● **EXTRACT**
Pakistan and IMF Chart Course for Budget 2026–27: A Critical Analysis

Pakistan and IMF Chart Course for Budget 2026–27: A Critical Analysis

By News Desk | May 14, 2026

Pakistan’s Finance Minister Senator Muhammad Aurangzeb met with a visiting International Monetary Fund (IMF) mission on May 13, 2026, in Islamabad for high-level discussions on the country’s macroeconomic outlook, the upcoming federal budget for fiscal year 2026–27, and the broader structural reform agenda. The meeting comes at a pivotal moment: the IMF had just approved a fresh disbursement of approximately $1.3 billion five days earlier, and Pakistan is navigating a complex economic environment shaped by external debt pressures, a volatile global commodity landscape, and the ongoing fallout from the Middle East conflict.

The Meeting: What Was Discussed

The talks, held between Minister Aurangzeb and IMF Mission Chief Ms Iva Petrova, covered four broad areas: macroeconomic stabilisation, upcoming budget preparations, structural reform priorities, and Pakistan’s engagement with international development partners.

According to the Ministry of Finance, both sides exchanged views on “maintaining reform momentum, preserving macroeconomic stability, and advancing structural reforms to promote investment, productivity, and export-led growth.”

● **RECORDED INFORMATION**
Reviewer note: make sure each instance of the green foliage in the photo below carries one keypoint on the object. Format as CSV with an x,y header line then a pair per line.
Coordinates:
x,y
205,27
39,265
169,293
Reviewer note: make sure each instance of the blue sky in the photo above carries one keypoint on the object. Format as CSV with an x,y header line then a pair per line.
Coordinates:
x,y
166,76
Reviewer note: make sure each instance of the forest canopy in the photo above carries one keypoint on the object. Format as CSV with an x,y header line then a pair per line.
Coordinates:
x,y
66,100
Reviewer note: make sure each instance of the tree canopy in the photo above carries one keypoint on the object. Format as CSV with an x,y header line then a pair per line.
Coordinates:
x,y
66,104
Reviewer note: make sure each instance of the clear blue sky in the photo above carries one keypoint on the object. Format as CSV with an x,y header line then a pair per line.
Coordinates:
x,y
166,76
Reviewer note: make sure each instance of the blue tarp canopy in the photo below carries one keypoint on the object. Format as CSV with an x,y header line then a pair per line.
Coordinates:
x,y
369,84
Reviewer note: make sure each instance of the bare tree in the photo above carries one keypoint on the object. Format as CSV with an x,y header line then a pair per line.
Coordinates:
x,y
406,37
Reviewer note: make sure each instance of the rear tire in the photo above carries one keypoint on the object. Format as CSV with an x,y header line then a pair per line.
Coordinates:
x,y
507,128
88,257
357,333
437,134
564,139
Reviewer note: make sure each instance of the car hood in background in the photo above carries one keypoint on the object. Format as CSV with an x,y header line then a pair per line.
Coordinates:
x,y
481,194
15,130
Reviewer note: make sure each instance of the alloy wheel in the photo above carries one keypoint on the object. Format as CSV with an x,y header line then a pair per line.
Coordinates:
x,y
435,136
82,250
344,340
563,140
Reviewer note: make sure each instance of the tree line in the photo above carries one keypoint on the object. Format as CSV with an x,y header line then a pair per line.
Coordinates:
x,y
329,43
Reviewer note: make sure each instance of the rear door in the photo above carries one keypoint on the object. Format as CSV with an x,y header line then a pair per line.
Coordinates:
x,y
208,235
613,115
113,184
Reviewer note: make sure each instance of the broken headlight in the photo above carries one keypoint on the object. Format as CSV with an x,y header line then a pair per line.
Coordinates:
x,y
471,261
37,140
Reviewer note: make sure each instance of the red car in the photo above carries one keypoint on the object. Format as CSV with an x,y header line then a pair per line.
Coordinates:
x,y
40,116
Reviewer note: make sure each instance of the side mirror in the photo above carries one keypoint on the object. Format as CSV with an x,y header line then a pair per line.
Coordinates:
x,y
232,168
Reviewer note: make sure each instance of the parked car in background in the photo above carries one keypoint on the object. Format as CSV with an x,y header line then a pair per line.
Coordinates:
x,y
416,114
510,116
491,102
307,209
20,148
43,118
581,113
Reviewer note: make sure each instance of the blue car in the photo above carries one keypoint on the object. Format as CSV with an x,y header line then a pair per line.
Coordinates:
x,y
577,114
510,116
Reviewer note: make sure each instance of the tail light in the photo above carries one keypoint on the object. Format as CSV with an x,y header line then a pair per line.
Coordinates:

● **SHORT EXERCISE 1**
In the article on the Pakistan–IMF budget talks, who was the IMF Mission Chief who met with the Finance Minister?
● **SHORT EXERCISE 2**
List every broad area that, according to the article on the Pakistan–IMF budget talks, the meeting covered.

● **WRITTEN REPLY 1**
Ms Iva Petrova

● **WRITTEN REPLY 2**
- Macroeconomic stabilisation
- Upcoming budget preparations
- Structural reform priorities
- Pakistan's engagement with international development partners